- **PAGE TEXT**
--------------------

My mother, grandmother and grandfather taught me that there are three important rules to live by.
First, you must say thank you to our Creator before you receive. Before you harvest food or medicine, you say thank you. Before you go on the hunting trip, you say thank you. Before the person who is sick becomes well (physically or spiritually), we say thank you. Not only do we say thank you, but we give a gift to show our Creator that we know our prayers will be answered.
Second, and this is a step that is hard to do, we must accept any burden or challenge we may face and see it as an opportunity or lesson from which to learn. We may not like what has happened and, at the time, we usually do not understand what we can learn from the lesson. I am talking about the hard things of life such as the death of a loved one or, like my little sister, a person with physical or mental challenges.
The third and final step brings blessing and healing to us. This happens when we reach out to help others through what we have learned. It is our obligation to use what we learn in life to help someone else.

--------------------

Dataset entries:
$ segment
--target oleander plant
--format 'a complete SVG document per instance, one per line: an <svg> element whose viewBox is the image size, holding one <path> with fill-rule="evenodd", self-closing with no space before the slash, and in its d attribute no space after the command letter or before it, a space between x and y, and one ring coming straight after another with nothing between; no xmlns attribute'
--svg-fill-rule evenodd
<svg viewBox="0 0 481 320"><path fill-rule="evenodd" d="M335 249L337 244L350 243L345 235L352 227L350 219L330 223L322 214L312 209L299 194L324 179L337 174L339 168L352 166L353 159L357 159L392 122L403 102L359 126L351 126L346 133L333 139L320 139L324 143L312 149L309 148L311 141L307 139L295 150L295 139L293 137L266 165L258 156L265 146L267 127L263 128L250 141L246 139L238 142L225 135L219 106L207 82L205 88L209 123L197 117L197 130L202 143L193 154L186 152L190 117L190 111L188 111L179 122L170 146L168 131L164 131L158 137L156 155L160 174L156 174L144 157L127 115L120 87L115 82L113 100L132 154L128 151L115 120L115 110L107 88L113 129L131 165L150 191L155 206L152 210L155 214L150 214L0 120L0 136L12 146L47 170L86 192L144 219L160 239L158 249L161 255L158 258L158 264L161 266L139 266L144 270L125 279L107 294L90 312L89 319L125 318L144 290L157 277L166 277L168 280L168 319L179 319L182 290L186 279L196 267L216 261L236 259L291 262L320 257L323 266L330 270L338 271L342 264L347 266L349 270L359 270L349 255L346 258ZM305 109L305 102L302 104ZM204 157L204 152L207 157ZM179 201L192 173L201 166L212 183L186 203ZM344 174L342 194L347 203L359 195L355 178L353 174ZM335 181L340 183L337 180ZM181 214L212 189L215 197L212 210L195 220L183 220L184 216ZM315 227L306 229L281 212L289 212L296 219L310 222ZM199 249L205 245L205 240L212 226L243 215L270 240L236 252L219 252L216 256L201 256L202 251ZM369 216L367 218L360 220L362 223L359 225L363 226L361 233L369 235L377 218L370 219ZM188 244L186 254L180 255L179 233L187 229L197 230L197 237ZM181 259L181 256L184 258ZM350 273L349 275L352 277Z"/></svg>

--------------------

- **EXERCISE DESCRIPTION**
Continue the passage on the three rules to live by, picking up right after its final sentence.

- **RESPONSE**
Let me tell you about Christopher James. He was a beautiful baby boy born to a young couple in December 1972. He was our second son. Our first son, Billy, was 2 years old. Our family was happy and every day seemed to be blessed. Then in March there came a reason to celebrate. Christopher had slept through the night for the first time.
But when I slid my hand under him to pick him up, he was ice cold! This cold thing was not my baby -- I questioned God! Why me? What had I ever done to deserve this? What had my baby done? I questioned my faith and I knew there was not any good that could come from this horror.